### [Task item]
Your answer must be every line of the data that contains "spire".

***** Exercise inputs *****

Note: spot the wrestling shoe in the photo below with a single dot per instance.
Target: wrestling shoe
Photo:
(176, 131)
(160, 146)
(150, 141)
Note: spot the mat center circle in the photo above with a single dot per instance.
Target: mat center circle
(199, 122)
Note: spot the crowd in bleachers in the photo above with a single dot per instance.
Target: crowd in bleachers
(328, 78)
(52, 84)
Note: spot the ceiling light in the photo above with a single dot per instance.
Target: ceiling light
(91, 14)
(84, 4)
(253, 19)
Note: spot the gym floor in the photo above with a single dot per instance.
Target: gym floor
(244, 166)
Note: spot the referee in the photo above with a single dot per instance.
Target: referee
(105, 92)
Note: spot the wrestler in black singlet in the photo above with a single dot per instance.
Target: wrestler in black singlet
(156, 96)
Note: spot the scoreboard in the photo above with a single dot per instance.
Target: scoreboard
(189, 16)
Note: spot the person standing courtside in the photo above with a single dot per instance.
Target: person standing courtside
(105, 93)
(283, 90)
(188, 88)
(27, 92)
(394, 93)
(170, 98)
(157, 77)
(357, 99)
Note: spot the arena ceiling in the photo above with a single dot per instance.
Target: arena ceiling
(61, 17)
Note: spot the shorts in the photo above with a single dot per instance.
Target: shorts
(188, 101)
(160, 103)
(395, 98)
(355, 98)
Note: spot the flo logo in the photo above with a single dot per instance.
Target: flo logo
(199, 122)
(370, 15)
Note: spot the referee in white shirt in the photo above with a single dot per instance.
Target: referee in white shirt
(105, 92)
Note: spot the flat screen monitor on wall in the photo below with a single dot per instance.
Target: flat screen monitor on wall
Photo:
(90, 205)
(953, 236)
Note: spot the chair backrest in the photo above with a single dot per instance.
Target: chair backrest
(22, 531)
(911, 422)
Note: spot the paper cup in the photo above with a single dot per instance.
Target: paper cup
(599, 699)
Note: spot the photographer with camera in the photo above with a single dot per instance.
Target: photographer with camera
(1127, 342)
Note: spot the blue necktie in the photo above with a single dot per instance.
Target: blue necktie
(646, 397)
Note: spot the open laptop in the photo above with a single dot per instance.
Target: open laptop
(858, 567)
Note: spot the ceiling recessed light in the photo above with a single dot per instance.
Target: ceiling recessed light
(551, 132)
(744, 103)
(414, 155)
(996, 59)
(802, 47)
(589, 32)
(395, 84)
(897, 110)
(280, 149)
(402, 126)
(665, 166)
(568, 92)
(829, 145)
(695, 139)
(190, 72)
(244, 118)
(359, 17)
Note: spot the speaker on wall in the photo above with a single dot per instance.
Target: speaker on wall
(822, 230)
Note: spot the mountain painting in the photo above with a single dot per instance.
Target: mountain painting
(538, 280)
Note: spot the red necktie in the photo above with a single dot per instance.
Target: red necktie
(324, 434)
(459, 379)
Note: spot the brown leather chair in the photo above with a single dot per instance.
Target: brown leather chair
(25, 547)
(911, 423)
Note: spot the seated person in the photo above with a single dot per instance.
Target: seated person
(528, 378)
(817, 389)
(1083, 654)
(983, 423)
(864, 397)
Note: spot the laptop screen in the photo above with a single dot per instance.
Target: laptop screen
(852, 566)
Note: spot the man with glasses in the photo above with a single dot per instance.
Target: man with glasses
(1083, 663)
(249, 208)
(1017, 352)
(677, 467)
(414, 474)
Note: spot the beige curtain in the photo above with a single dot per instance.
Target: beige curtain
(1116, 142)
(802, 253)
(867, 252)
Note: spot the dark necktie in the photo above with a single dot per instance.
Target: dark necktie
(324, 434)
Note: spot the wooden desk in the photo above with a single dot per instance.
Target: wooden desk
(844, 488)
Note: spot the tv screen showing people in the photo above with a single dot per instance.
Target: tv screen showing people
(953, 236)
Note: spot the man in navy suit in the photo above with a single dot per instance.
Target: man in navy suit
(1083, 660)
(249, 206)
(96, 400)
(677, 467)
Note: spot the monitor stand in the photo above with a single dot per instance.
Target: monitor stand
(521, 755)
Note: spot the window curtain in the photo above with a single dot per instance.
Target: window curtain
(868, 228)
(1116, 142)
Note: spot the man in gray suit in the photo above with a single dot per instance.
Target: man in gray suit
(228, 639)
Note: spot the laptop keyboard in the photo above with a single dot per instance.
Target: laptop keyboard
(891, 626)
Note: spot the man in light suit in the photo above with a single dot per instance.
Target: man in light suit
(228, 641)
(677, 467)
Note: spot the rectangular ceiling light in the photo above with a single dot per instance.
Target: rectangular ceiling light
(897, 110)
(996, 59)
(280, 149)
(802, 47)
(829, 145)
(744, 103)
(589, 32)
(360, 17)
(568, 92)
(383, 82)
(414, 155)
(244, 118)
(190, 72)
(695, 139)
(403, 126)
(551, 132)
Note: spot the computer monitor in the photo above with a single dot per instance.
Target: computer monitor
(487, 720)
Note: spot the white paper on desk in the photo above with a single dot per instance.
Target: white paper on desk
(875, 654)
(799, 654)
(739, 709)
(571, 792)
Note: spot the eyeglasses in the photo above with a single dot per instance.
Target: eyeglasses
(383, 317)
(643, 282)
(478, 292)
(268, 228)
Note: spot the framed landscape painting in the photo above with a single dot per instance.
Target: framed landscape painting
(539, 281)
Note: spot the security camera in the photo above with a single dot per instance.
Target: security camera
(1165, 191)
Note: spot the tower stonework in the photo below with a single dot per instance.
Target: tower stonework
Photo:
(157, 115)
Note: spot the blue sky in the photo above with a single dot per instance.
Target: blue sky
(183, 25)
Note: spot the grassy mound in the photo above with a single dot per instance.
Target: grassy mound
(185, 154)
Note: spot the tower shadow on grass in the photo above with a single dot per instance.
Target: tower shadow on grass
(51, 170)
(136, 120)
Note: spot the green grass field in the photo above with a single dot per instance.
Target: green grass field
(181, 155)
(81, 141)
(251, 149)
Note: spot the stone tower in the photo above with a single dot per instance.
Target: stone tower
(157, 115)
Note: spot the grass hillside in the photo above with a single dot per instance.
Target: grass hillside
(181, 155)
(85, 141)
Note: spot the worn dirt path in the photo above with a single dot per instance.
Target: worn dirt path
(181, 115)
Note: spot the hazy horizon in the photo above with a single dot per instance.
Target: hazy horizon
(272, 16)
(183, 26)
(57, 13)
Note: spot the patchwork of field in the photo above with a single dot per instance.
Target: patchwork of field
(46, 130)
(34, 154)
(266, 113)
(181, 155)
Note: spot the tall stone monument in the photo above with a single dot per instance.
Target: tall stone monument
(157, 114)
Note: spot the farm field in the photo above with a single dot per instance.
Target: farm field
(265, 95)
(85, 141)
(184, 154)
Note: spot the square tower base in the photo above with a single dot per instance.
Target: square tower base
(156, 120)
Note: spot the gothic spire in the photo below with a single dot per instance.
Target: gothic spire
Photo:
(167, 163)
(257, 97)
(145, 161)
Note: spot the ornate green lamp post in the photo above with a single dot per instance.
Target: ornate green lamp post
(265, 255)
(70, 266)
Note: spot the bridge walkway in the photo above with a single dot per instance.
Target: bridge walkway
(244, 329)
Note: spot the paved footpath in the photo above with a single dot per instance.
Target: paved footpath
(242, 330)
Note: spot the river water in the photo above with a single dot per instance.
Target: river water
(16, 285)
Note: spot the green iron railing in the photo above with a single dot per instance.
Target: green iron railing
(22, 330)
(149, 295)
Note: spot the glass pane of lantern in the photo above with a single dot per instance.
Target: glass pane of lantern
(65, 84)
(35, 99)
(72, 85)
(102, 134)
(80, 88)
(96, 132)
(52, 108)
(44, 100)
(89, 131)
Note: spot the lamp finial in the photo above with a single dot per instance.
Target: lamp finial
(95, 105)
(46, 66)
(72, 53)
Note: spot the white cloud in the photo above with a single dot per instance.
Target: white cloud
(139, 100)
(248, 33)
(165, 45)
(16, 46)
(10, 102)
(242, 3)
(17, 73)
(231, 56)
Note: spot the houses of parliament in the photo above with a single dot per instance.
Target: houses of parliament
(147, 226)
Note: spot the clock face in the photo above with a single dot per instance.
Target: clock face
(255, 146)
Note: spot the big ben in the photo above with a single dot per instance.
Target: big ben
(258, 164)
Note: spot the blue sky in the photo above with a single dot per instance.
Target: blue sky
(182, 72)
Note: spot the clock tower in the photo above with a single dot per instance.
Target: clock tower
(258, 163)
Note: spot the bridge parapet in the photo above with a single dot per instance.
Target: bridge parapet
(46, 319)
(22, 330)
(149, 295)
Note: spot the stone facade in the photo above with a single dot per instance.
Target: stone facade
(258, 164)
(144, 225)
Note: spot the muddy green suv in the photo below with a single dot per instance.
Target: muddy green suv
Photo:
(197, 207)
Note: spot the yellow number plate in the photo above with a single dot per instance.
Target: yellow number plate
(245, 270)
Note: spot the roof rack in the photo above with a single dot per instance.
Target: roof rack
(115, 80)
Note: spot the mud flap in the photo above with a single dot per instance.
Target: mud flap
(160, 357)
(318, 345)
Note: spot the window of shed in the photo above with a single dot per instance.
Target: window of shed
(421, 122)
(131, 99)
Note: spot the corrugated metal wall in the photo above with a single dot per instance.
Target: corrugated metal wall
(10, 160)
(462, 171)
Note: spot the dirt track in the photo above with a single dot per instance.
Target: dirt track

*****

### [Response to the task]
Note: spot the gothic spire in the photo below with a single dot per instance.
Target: gothic spire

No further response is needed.